__YOUR ASSIGNMENT__:
Could you set down exactly the lines in the records below between the line holding "Could you please indicate the bird's eye" and the line holding "Could you please indicate the dark brown", inclusive?

__EXCERPTED DATA__:
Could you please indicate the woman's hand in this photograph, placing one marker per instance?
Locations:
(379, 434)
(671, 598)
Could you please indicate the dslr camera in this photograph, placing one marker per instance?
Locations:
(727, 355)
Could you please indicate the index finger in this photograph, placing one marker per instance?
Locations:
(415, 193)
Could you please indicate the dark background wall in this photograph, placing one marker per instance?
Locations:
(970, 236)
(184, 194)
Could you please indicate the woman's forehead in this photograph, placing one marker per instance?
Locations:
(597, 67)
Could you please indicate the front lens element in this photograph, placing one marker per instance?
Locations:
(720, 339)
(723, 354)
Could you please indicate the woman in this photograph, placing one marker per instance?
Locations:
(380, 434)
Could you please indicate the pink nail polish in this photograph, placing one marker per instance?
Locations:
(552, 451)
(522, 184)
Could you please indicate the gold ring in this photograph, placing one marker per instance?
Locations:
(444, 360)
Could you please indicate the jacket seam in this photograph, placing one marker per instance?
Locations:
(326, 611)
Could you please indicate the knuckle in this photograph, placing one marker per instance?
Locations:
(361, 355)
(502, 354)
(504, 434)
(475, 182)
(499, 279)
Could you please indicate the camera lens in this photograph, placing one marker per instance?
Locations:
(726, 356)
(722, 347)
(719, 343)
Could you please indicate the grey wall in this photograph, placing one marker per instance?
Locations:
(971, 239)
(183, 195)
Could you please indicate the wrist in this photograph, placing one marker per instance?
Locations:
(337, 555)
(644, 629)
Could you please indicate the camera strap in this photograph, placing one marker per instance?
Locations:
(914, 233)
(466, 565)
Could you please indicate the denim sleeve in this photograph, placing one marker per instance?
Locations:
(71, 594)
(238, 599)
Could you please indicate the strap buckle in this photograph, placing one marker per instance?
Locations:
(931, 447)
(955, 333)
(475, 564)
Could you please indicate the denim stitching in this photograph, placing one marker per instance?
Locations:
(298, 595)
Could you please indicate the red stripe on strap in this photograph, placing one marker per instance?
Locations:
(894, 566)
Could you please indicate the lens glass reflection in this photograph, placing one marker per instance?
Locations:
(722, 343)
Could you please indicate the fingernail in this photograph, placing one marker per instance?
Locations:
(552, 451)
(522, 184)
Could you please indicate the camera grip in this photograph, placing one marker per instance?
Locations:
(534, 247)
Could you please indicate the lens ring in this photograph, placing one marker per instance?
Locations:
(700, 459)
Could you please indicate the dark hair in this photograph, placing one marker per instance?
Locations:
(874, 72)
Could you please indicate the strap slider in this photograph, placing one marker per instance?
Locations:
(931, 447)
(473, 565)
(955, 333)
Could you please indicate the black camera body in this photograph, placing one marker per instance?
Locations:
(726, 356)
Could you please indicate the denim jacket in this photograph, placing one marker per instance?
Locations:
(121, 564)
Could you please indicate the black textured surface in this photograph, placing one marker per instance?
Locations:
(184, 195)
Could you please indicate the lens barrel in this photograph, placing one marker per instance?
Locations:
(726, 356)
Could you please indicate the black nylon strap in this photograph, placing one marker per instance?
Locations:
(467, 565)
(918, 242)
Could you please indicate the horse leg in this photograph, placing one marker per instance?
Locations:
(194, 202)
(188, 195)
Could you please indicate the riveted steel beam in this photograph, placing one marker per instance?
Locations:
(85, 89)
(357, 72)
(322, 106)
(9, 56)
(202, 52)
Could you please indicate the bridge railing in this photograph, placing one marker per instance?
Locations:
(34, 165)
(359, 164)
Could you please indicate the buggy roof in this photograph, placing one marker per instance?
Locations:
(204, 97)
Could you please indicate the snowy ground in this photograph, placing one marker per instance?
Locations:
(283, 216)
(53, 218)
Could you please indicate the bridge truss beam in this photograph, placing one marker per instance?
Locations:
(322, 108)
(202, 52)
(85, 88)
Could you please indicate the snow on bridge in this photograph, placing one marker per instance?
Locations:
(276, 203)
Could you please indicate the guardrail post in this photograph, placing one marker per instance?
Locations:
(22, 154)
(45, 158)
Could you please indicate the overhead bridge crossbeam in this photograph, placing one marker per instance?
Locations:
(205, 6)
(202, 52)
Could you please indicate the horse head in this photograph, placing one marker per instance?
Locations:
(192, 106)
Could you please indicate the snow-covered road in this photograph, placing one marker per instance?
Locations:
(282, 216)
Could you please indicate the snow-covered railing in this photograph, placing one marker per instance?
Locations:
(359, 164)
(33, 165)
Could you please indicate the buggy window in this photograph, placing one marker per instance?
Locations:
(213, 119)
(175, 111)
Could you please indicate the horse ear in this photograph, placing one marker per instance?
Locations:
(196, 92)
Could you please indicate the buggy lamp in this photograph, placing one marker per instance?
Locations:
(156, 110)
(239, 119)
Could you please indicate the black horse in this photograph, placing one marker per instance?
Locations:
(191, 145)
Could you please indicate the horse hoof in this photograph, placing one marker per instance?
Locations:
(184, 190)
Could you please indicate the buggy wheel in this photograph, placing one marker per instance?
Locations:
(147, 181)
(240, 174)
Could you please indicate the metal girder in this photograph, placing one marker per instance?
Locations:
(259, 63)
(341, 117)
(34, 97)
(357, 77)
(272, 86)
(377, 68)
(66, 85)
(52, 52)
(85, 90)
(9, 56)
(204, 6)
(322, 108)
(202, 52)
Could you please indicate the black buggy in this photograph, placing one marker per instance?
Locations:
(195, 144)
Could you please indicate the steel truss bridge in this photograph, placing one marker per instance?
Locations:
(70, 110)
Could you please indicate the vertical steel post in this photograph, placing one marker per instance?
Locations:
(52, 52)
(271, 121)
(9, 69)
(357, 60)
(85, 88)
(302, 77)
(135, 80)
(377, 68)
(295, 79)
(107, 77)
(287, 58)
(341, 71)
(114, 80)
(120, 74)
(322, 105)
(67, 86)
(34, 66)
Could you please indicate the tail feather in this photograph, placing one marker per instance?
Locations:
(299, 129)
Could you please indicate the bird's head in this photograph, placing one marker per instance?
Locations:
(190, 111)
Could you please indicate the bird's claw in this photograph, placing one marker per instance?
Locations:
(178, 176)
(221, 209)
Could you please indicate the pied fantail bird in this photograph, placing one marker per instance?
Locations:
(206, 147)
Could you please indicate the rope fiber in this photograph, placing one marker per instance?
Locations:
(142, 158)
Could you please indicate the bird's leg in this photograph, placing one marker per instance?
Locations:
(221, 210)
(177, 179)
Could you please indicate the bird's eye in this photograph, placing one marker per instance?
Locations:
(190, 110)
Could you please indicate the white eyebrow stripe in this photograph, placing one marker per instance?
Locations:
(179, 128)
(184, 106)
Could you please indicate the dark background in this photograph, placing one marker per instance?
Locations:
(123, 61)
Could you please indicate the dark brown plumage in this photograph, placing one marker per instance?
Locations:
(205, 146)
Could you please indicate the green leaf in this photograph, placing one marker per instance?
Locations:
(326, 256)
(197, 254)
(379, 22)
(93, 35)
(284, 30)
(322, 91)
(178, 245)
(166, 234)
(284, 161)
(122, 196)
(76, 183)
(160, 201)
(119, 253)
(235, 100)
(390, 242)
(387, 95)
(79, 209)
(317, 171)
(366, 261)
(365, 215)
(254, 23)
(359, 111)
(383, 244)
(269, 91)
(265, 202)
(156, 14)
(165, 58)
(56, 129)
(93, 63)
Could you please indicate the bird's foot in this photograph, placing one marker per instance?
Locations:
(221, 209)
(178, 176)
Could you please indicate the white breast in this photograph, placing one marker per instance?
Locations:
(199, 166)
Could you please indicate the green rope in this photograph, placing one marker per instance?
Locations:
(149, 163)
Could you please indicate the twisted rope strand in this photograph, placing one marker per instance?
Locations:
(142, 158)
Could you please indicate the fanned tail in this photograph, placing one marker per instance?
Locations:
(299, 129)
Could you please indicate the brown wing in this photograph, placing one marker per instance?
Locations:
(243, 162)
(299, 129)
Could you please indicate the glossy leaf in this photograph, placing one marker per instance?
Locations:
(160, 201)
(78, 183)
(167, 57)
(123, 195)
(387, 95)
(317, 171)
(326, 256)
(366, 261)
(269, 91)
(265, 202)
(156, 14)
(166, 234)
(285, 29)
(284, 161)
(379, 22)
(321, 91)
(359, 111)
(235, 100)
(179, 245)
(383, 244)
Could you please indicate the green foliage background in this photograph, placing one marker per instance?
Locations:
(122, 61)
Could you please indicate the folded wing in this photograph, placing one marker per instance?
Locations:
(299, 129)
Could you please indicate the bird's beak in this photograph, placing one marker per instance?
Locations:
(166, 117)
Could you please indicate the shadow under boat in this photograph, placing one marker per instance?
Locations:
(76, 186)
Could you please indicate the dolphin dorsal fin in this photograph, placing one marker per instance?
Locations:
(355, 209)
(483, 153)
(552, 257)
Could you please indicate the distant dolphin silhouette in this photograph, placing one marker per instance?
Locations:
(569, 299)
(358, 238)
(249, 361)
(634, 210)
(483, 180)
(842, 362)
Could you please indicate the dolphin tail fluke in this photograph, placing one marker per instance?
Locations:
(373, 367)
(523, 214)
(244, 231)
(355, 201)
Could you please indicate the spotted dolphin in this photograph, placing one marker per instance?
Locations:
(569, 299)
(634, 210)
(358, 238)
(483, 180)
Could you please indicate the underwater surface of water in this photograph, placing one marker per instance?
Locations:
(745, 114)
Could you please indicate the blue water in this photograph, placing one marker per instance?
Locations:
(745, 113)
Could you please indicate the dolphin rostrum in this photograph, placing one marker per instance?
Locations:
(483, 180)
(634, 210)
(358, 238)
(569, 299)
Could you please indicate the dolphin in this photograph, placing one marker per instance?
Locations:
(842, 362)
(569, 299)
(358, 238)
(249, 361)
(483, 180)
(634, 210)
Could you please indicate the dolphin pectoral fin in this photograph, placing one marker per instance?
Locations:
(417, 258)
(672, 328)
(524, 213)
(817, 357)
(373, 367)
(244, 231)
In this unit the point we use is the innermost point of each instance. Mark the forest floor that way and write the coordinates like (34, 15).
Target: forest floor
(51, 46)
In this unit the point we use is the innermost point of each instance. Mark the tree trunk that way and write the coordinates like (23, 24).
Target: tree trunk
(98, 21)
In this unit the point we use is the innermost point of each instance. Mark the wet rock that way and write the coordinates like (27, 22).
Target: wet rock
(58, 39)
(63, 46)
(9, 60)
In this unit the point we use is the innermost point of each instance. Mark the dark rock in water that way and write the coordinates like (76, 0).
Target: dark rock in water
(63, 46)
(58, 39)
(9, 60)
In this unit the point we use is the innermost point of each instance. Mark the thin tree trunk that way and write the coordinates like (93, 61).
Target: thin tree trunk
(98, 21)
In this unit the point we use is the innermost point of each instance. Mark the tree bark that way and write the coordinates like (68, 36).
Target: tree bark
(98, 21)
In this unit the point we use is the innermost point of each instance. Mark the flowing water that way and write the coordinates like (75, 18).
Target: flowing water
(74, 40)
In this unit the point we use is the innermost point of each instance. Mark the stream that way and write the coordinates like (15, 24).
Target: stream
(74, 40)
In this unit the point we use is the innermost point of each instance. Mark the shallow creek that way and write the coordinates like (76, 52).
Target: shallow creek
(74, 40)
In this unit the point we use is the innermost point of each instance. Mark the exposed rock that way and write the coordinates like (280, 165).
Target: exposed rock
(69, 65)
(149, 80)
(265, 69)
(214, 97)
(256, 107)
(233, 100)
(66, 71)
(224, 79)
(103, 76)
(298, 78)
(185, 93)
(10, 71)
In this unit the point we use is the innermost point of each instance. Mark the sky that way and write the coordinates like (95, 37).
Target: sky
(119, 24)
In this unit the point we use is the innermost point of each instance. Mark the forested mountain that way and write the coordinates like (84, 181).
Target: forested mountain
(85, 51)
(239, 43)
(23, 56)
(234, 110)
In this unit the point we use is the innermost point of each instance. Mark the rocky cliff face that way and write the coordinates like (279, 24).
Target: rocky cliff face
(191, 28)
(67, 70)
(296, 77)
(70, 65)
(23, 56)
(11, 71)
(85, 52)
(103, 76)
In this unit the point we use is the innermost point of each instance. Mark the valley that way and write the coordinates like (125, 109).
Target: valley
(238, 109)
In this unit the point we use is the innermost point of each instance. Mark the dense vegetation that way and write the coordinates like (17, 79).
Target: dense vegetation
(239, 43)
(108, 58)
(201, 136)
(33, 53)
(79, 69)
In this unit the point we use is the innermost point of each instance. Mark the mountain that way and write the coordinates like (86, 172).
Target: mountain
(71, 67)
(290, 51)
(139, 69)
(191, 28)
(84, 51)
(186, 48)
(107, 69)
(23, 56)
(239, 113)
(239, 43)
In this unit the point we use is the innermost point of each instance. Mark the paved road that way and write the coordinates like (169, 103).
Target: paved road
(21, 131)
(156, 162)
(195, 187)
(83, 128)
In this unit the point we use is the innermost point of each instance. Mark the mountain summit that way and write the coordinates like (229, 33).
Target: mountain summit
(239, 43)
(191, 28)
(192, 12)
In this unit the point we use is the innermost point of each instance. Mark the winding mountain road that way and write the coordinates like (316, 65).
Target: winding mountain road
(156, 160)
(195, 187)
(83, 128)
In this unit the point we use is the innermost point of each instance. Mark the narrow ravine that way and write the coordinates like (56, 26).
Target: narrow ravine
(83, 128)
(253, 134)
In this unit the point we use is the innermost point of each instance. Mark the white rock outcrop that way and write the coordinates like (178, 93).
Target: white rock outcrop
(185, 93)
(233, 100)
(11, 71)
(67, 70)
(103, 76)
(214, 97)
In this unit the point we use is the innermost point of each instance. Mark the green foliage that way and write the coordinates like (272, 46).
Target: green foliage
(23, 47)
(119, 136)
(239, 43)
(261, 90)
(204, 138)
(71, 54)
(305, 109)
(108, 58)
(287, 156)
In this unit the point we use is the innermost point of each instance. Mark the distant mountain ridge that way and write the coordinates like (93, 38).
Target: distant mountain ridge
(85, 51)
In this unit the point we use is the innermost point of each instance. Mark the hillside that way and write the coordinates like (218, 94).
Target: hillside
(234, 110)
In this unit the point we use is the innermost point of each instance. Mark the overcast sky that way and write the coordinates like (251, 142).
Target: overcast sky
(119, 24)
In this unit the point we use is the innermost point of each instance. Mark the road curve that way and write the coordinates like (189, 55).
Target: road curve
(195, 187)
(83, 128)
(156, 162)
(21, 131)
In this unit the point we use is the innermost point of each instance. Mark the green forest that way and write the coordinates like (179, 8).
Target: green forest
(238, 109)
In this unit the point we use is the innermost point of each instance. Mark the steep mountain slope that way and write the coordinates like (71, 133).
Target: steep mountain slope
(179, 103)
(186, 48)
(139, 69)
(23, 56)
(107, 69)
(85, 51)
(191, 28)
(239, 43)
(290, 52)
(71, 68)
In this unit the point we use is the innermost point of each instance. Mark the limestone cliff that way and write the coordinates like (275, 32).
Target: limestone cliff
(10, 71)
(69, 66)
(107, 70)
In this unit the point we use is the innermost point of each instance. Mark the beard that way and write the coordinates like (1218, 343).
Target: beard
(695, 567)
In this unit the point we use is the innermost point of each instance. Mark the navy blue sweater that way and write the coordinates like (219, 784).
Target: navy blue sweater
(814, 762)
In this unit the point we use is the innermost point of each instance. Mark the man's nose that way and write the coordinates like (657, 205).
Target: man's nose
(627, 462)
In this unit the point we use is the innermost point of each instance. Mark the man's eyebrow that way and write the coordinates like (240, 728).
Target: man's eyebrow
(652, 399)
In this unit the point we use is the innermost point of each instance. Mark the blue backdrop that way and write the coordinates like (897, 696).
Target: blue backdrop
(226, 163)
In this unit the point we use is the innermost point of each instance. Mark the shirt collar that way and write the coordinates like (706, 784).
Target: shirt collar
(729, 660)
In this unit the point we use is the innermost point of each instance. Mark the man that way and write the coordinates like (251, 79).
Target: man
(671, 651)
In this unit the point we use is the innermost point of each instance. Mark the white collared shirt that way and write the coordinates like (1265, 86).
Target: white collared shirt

__EXERCISE RESULT__:
Could you please indicate the bird's eye in this photograph, placing one marker per instance?
Locations:
(190, 110)
Could you please indicate the white eyebrow stripe in this photograph, placing one marker per instance?
Locations:
(179, 128)
(184, 106)
Could you please indicate the dark background in this photograph, placing one marker per instance?
Locations:
(123, 61)
Could you please indicate the dark brown plumage in this photograph, placing one marker per instance?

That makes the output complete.